#### STATED EXERCISE 1
Answer these questions about the court case below.
(a) In what city was the defendant's place of business located?
(b) Who were substituted as appellants after Mrs. O'Pry died?
(c) Which piece of equipment do the plaintiffs say Mrs. O'Pry was not warned about?
════════
268 So. 2d 319 | La. Ct. App. | 1972
Leo C. O’Pry and his wife, Louise Taylor O’Pry, sued World Wide Health Studios, Inc., for damages for personal injuries to Mrs. O’Pry and expenses incurred by the marital community allegedly resulting when Mrs. O’Pry was thrown from an exercise machine located in defendant’s place of business at Shreveport, Louisiana. Defendant denied liability and alternatively alleged contributory negligence and assumption of risk on the part of Mrs. O’Pry. Without assigning written reasons, the lower court rendered judgment dismissing plaintiffs’ demands and they appeal. After the appeal was lodged in this court Mrs. O’Pry died of causes unrelated to the accident and her heirs, Patrick Michael O’Pry and Donna O’Pry Lynn, have been substituted as appellants and are prosecuting this appeal together with Mr. O’Pry.
Plaintiffs allege Mrs. O’Pry was a business invitee of defendant and that defendant breached its obligation to her in the following non-exclusive particulars:
“(a) In failing to maintain proper supervision and inspection of the premises and equipment used in the Club.
“(b) Failing to warn petitioner, Mrs. O’Pry, against the danger of using the said ‘roller machine’; and
“(c) Failing to correct an obviously dangerous situation on its premises.”
════════
#### STATED EXERCISE 2
Extract every line of the rows below that contains the string "target". Case counts.

#### DATA SECTION
════════
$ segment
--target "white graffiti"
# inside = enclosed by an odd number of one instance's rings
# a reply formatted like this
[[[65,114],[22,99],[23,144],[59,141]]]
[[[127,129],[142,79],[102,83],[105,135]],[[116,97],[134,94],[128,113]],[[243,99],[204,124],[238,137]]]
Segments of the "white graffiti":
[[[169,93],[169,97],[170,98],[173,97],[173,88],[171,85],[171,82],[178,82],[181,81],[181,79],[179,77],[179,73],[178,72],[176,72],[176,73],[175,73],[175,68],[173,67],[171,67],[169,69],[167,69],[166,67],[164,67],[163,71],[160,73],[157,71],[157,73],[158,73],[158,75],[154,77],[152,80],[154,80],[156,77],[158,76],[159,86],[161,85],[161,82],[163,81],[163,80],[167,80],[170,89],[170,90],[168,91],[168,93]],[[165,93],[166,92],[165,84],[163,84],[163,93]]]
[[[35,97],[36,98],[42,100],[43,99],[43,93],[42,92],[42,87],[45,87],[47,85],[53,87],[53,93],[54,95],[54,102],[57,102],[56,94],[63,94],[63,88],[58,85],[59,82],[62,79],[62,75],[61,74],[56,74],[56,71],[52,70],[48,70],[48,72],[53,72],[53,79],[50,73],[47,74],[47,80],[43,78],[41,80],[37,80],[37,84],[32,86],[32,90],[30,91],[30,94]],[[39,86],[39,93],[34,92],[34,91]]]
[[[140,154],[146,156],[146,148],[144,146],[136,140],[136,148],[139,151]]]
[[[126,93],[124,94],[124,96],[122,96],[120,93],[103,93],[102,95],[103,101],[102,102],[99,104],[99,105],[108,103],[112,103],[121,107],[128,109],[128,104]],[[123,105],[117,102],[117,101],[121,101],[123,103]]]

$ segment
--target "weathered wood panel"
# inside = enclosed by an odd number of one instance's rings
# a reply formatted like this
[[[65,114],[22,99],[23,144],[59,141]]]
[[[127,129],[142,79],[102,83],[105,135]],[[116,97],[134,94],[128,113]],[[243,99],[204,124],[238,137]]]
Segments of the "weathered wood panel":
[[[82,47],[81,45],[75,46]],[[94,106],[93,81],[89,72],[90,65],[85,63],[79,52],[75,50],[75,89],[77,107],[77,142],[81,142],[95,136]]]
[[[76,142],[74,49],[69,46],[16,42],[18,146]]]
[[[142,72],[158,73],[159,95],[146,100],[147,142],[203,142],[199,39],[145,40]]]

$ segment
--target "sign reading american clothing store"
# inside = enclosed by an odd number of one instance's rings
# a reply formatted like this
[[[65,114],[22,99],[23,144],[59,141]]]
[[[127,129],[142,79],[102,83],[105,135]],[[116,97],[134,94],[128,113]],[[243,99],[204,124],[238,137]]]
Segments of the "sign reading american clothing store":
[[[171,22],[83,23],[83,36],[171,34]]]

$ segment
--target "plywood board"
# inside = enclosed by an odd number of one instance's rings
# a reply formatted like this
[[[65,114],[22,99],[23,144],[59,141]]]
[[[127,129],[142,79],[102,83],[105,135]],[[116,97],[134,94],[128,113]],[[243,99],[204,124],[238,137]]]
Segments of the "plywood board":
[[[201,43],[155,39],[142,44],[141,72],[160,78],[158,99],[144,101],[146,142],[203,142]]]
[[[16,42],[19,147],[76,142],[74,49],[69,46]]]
════════
#### FULL ANSWER 1
(a) Shreveport, Louisiana.
(b) Patrick Michael O'Pry and Donna O'Pry Lynn.
(c) The "roller machine".

#### FULL ANSWER 2
--target "white graffiti"
--target "weathered wood panel"
--target "sign reading american clothing store"
--target "plywood board"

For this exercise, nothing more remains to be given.